§ **Document excerpt**

⁂

Hollywood spent years wondering whether audiences still craved the kind of grown-up, female-driven event cinema that studios quietly stopped betting on. On the first weekend of May 2026, The Devil Wears Prada 2 delivered the answer — loudly, globally, and in stilettos. The long-awaited sequel earned $77 million domestically and $233 million worldwide in its opening weekend, rewriting what a summer blockbuster can look like and who gets to star in one.
The Opening Weekend Numbers That Redefined a Season
The final confirmed figures, as of May 3, 2026, are staggering by any measure. The Devil Wears Prada 2 debuted with $77 million domestically, placing it among the strongest May opens in recent memory. Globally, the $233 million haul exceeded the projections of even the most bullish forecasters.
The trajectory leading into the weekend was already pointing toward history. Thursday preview screenings earned $10 million — one of the best preview performances ever recorded for a female-led film. Friday's full opening day gross hit $32.5 million, a number that, on its own, exceeded the entire opening weekend of the original 2006 The Devil Wears Prada, which opened to just $27.5 million two decades ago. That single data point captures the scale of the cultural reversal that occurred this weekend.
The Hollywood Reporter had been tracking the film's momentum since pre-sales began building in April, noting that the $20 million in advance ticket sales surpassed those of both Dune: Part Two and Project Hail Mary — two films that represented entirely different genres and audience bases. That pre-sale figure was the clearest early signal that Prada 2 wasn't just going to perform well; it was going to perform historically.

⁂

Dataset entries

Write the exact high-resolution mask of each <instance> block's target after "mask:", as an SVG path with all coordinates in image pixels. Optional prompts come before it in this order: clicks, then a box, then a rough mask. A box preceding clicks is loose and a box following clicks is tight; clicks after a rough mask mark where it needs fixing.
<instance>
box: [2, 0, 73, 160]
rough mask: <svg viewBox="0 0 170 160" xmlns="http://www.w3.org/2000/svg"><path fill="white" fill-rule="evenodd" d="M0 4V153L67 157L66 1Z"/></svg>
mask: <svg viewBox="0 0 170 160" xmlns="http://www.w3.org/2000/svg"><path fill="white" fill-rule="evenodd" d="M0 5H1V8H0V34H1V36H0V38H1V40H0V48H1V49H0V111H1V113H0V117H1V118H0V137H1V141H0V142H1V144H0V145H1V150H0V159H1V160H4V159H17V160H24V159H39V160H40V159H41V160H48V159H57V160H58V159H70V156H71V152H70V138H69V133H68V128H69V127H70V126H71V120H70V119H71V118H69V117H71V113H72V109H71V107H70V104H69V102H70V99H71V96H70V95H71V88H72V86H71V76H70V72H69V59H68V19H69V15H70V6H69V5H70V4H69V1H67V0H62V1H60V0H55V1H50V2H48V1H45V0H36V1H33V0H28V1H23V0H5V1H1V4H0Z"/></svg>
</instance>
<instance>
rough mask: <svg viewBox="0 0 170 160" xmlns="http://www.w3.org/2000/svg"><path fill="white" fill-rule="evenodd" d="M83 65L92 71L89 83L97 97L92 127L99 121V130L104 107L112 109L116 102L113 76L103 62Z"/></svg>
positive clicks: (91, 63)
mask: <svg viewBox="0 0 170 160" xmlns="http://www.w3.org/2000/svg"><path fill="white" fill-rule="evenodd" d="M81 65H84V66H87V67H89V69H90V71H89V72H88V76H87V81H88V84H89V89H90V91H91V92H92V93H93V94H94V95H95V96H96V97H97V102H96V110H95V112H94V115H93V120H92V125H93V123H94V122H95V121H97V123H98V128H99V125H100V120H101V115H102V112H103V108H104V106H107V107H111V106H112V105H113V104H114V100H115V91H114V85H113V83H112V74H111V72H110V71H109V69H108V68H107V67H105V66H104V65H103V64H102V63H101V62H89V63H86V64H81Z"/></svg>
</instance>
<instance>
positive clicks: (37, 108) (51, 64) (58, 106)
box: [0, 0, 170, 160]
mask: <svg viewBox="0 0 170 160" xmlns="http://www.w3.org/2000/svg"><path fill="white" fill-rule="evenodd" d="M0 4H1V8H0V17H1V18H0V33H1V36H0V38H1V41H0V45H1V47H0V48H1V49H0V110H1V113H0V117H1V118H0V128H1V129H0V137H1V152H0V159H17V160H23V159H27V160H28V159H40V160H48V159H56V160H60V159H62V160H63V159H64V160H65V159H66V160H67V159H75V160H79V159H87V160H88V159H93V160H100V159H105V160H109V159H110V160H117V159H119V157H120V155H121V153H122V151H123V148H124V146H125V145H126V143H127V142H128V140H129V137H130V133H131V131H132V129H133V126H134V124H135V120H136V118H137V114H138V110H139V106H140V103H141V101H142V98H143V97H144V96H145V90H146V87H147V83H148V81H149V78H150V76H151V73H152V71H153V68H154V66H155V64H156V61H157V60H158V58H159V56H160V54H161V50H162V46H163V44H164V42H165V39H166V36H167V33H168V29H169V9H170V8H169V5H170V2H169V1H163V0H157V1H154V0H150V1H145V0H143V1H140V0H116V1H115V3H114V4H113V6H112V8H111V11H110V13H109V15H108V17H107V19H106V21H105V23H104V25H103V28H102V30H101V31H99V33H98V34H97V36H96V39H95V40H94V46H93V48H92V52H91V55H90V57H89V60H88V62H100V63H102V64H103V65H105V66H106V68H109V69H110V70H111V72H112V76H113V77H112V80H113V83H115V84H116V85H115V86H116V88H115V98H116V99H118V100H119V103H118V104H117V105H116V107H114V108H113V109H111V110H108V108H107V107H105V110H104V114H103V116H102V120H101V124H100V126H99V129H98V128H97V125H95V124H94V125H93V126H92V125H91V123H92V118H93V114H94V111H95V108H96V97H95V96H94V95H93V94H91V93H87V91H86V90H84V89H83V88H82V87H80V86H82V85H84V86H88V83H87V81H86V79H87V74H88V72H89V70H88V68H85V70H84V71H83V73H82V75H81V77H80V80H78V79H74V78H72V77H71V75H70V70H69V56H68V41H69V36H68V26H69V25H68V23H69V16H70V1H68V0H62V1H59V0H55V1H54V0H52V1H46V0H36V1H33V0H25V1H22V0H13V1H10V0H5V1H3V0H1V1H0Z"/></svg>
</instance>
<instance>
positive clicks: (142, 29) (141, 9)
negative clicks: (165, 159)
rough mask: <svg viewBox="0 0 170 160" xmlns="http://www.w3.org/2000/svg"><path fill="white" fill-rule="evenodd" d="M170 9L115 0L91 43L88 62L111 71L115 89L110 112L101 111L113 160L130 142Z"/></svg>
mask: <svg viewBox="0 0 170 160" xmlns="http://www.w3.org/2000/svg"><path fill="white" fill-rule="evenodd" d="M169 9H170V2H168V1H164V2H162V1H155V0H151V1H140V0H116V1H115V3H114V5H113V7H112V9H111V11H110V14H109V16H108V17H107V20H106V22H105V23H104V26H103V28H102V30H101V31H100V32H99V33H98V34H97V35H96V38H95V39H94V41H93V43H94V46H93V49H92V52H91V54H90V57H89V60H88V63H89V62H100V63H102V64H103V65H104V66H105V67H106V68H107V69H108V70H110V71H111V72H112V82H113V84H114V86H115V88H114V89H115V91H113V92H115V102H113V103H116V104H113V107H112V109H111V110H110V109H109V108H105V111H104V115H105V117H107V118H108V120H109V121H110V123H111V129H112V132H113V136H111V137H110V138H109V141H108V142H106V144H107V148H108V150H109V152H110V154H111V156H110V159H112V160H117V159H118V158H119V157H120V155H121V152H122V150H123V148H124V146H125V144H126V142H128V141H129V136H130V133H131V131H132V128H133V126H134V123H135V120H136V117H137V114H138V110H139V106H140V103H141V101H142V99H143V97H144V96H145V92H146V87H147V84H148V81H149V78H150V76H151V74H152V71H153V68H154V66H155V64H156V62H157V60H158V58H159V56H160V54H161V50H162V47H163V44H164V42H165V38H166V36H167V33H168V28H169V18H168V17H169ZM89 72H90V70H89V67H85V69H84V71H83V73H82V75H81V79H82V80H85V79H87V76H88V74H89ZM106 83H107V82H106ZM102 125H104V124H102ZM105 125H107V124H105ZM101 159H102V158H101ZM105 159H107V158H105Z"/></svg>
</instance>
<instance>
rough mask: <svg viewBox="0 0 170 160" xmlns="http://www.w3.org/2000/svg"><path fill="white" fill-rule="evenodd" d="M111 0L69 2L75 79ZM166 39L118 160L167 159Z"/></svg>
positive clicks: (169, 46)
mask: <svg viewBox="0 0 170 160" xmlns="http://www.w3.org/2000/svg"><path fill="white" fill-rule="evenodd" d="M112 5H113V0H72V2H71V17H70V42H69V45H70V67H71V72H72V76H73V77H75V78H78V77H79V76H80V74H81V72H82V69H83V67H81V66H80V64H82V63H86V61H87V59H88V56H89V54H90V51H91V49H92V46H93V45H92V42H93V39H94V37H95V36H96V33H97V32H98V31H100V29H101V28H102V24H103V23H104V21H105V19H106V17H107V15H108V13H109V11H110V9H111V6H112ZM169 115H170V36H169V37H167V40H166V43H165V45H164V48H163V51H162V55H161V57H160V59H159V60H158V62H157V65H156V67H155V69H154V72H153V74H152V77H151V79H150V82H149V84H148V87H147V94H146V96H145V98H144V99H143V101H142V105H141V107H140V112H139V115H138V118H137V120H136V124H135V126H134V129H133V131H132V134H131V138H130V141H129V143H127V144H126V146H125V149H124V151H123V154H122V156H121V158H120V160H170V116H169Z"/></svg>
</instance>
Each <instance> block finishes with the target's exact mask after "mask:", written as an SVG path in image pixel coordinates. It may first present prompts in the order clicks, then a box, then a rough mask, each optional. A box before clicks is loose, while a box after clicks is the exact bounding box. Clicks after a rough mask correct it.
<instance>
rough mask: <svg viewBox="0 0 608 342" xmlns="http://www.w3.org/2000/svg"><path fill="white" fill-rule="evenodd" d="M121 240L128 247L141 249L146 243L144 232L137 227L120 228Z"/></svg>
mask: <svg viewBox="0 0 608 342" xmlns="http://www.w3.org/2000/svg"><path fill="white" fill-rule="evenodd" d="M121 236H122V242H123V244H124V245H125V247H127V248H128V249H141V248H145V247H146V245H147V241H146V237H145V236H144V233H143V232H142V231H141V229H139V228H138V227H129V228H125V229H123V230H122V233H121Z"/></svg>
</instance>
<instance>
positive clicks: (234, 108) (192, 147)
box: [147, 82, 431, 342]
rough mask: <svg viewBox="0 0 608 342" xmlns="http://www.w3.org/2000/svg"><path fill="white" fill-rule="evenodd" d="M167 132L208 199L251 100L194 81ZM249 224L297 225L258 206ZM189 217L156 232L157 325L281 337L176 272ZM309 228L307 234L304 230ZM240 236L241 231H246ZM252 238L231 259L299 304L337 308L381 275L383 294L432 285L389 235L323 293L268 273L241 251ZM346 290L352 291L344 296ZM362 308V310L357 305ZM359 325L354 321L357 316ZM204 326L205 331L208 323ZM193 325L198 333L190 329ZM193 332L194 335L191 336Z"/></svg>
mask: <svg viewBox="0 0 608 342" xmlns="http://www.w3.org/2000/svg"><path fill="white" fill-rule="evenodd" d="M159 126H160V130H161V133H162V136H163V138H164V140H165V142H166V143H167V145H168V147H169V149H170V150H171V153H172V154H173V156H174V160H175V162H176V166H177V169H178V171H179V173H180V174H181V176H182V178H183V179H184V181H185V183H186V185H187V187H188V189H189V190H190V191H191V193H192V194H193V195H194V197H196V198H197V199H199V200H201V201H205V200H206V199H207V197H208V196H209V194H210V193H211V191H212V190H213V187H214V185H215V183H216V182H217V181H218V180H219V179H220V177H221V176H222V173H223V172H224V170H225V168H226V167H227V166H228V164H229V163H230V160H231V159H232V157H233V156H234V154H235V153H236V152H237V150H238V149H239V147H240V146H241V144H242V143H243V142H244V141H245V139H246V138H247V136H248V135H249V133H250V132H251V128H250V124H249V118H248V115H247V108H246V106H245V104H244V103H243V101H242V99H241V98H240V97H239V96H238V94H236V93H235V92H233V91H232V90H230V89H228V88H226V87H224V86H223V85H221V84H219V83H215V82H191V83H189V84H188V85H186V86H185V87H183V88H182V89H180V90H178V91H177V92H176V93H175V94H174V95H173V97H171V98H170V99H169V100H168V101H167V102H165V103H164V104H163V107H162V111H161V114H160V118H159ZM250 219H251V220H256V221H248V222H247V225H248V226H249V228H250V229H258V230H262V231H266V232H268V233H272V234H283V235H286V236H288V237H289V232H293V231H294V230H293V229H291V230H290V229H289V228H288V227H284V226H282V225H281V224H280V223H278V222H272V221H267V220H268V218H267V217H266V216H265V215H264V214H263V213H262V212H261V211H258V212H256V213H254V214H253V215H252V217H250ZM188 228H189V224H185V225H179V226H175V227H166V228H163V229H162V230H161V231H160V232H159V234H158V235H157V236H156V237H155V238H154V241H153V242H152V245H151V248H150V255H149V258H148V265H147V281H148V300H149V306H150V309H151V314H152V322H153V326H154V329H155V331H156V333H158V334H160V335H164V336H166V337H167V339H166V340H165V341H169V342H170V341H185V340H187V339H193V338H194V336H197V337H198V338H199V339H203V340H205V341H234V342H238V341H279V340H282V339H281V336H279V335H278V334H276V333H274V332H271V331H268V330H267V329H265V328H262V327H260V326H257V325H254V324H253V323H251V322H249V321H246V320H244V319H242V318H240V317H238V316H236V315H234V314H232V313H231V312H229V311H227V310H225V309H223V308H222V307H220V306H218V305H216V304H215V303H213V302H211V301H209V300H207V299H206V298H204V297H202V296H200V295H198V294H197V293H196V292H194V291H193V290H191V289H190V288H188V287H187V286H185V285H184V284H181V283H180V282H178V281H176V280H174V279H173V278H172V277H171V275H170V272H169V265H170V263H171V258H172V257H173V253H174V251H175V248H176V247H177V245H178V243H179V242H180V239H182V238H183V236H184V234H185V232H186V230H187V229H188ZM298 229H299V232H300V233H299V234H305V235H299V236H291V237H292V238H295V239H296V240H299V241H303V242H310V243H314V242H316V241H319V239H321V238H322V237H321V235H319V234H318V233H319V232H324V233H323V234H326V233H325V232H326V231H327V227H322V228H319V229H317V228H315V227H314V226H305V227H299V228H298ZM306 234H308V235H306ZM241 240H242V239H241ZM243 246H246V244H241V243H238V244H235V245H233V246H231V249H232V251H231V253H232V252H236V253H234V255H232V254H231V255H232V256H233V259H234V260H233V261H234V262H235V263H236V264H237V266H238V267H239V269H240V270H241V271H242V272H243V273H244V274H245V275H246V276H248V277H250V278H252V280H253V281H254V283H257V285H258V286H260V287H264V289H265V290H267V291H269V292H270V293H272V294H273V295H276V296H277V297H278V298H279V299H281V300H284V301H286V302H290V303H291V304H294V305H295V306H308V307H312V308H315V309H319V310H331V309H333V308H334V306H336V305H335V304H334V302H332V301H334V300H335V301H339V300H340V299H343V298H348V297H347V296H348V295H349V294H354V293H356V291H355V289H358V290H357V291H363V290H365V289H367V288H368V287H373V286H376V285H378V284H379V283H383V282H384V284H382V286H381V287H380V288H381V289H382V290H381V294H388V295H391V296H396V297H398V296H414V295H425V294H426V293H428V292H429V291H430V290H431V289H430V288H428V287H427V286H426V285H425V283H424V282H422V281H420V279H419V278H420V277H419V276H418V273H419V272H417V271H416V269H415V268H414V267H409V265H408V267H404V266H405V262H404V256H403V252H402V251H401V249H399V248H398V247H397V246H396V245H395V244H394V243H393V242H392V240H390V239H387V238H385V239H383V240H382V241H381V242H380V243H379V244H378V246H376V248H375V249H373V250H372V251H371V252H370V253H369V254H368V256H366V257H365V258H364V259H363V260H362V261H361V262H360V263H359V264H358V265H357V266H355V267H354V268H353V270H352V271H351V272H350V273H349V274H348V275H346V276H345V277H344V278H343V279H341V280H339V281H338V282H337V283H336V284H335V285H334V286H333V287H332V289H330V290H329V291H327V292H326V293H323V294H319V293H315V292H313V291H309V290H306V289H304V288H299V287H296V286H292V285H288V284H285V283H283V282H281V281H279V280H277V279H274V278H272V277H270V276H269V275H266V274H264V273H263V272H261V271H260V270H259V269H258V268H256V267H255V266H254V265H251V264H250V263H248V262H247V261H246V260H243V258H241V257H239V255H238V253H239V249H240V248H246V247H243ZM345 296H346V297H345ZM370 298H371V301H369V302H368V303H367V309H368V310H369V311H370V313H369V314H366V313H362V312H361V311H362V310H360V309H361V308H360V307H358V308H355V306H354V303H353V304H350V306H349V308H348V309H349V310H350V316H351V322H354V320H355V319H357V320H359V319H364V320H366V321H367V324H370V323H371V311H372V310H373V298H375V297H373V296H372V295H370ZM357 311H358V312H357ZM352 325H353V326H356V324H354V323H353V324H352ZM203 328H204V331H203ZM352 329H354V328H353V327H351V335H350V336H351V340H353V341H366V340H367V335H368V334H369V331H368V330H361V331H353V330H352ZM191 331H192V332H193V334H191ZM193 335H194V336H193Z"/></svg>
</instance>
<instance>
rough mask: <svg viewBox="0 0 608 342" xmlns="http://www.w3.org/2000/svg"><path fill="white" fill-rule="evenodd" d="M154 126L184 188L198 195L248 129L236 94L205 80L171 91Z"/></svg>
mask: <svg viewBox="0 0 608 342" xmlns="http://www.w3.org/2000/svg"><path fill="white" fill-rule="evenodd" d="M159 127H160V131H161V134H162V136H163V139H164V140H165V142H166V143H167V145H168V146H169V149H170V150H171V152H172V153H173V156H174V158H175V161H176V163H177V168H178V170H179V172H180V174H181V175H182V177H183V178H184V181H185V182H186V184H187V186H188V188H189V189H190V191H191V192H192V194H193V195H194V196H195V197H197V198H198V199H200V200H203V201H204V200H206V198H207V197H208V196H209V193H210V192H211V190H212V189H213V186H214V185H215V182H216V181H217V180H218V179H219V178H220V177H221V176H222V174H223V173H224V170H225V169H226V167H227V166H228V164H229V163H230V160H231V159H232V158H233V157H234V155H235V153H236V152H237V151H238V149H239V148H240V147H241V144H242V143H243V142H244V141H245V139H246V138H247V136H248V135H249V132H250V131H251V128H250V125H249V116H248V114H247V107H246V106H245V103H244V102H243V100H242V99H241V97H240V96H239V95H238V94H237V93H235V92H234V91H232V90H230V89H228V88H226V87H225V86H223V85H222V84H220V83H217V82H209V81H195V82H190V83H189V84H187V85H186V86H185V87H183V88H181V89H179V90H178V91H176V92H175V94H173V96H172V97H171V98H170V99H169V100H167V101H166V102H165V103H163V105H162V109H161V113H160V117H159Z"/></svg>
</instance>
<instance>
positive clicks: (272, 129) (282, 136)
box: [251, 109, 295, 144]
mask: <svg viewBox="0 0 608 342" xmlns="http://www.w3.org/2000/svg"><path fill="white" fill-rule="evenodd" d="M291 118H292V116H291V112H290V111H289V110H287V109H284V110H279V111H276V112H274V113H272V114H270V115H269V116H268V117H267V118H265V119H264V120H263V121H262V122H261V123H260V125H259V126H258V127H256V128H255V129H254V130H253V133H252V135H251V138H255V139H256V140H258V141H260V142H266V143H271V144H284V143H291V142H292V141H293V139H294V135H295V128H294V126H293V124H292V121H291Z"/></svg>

⁂

§ **Problems to work on**
[A] Reproduce the passage from the box-office article that begins at the words "Hollywood spent years" and ends after the words "most bullish forecasters.".
[B] According to the box-office article, how much did the Thursday preview screenings earn?
[C] Decide whether each statement agrees with the box-office article, and answer yes or no with the deciding words quoted from it: (i) The sequel took in $233 million worldwide in its opening weekend. (ii) Friday's opening day gross was smaller than the entire opening weekend of the original film. (iii) Advance ticket sales fell short of those for Dune: Part Two.
The data plays no part in this work.

§ **Solutions for each task**
[A]
Hollywood spent years wondering whether audiences still craved the kind of grown-up, female-driven event cinema that studios quietly stopped betting on. On the first weekend of May 2026, The Devil Wears Prada 2 delivered the answer — loudly, globally, and in stilettos. The long-awaited sequel earned $77 million domestically and $233 million worldwide in its opening weekend, rewriting what a summer blockbuster can look like and who gets to star in one.
The Opening Weekend Numbers That Redefined a Season
The final confirmed figures, as of May 3, 2026, are staggering by any measure. The Devil Wears Prada 2 debuted with $77 million domestically, placing it among the strongest May opens in recent memory. Globally, the $233 million haul exceeded the projections of even the most bullish forecasters.

[B] $10 million

[C]
(i) Yes: "The long-awaited sequel earned $77 million domestically and $233 million worldwide in its opening weekend"
(ii) No: "Friday's full opening day gross hit $32.5 million, a number that, on its own, exceeded the entire opening weekend of the original 2006 The Devil Wears Prada"
(iii) No: "the $20 million in advance ticket sales surpassed those of both Dune: Part Two and Project Hail Mary"